◆ **What you should do**
Decide whether each statement below agrees with the CNRSA text. Give yes or no for each, with the deciding words from the text quoted exactly.
1. Breton left his post in 1938 because of illness.
2. Parliament ratified Perrin's law on national organization in wartime in 1937.
3. Jean Perrin appointed Henri Longchambon as director of the CNRSA.

◆ **Exercise passage**

ONRSII conducted various industrial research projects, including programs for public institutions and the defense sector. Following the economic downturn after the Great Depression, its funding was reduced. A 1933 audit by the Court of Auditors revealed financial mismanagement. While Breton remained director, public subsidies were eliminated. In 1938, due to illness, Breton stepped down from his position.

== Activities of the CNRSA ==

Jean Perrin, who had been Undersecretary of State for Research in the Léon Blum government until its fall on 21 June 1937, briefly returned to office in the new Blum government on 13 March 1938. He drafted a law on national organization in wartime, which was ratified by Parliament on 11 July 1938. This law recognized the role of scientific research in national defense for the first time in France. To implement this, a "High Committee for the Coordination of Scientific Research" was created, with Perrin as its president. When Jules-Louis Breton resigned in late 1938, Perrin decided to dissolve ONRSII and establish a new institution, the CNRSA, which focused on preparing for war.

Jean Zay, once again Minister of National Education, appointed Henri Longchambon as director of the CNRSA. Longchambon stated: "In France, the relationship between research and industry is too often neglected, whereas in the United States, all major companies have research laboratories, some of which are headed by future Nobel laureates, such as the distinguished Irving Langmuir, head of research at General Electric. Twenty years ago, the United Kingdom established its Department of Scientific and Industrial Research (DSIR), a kind of Ministry of Research from which we should take inspiration." Longchambon secured a directive from his supervising minister ordering the armed forces to submit their research requests to the CNRSA, making him responsible for scientific mobilization—aligning with Jean Perrin’s original intent for the organization.

◆ **Dataset records**
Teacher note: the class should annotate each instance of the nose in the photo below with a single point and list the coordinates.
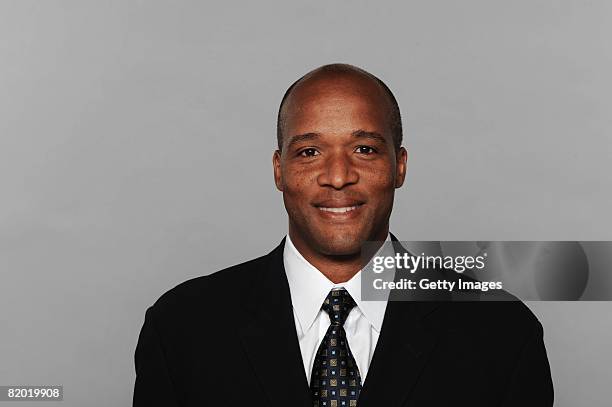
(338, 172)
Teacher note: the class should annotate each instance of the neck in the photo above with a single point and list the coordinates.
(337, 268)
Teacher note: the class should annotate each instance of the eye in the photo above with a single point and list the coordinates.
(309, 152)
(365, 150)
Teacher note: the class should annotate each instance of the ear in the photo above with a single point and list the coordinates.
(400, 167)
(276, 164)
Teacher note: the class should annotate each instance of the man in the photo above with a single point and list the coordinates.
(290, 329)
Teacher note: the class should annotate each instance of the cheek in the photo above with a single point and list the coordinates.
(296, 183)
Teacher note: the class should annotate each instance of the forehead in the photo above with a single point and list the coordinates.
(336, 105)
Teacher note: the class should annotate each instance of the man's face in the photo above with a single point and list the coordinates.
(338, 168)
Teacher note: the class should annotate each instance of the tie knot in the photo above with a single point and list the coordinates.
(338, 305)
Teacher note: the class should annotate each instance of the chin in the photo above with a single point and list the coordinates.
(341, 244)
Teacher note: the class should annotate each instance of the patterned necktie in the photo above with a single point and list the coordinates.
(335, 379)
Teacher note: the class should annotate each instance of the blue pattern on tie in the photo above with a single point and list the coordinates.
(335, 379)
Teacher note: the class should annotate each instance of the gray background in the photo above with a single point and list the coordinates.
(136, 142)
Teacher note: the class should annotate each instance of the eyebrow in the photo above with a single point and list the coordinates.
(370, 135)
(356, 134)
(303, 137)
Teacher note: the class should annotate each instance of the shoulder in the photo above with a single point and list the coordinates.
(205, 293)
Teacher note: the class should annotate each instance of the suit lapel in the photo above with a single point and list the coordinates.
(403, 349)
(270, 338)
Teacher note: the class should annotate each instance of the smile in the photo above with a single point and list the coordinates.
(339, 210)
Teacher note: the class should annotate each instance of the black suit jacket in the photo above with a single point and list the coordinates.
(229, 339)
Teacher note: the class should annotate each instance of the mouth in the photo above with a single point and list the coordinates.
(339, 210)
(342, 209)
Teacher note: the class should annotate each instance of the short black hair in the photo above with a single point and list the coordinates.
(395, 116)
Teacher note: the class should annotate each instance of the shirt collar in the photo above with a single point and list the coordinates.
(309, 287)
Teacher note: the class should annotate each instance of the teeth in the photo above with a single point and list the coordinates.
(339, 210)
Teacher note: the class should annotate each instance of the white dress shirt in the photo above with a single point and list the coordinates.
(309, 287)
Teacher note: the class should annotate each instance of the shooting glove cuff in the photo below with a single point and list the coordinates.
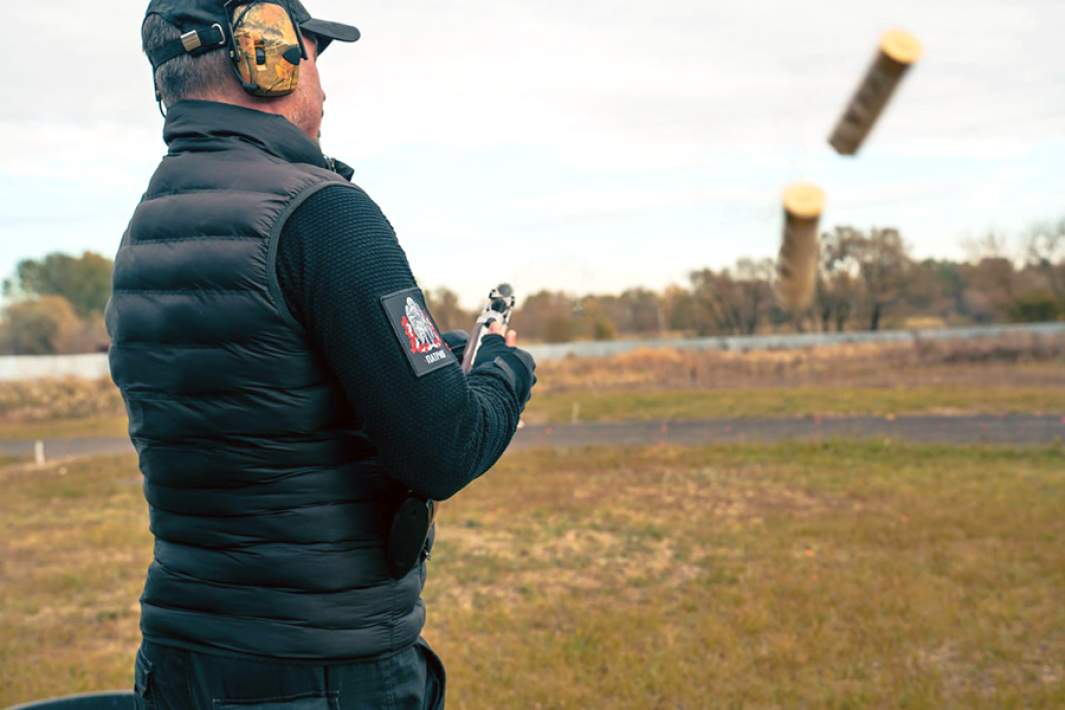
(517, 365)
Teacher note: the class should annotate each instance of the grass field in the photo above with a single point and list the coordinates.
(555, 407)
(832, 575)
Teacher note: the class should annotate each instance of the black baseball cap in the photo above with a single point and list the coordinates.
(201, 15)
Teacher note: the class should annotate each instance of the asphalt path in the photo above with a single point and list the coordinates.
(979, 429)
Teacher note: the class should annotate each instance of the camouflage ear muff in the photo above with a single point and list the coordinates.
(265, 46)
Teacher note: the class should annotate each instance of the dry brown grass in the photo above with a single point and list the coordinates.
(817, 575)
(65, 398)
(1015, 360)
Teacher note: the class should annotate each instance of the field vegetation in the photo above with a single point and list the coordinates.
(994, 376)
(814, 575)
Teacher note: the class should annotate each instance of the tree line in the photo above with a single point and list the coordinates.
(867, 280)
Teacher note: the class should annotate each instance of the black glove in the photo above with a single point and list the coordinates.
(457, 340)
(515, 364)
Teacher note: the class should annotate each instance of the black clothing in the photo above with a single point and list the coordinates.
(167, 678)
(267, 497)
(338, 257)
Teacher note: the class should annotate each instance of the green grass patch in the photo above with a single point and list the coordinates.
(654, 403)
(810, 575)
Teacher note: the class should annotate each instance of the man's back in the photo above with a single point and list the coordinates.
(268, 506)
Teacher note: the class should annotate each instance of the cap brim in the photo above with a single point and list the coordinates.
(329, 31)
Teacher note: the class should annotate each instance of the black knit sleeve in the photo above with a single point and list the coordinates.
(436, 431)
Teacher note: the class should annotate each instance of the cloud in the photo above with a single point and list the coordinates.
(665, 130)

◆ **Answer to this task**
1. Yes: "In 1938, due to illness, Breton stepped down from his position."
2. No: "which was ratified by Parliament on 11 July 1938."
3. No: "Jean Zay, once again Minister of National Education, appointed Henri Longchambon as director of the CNRSA."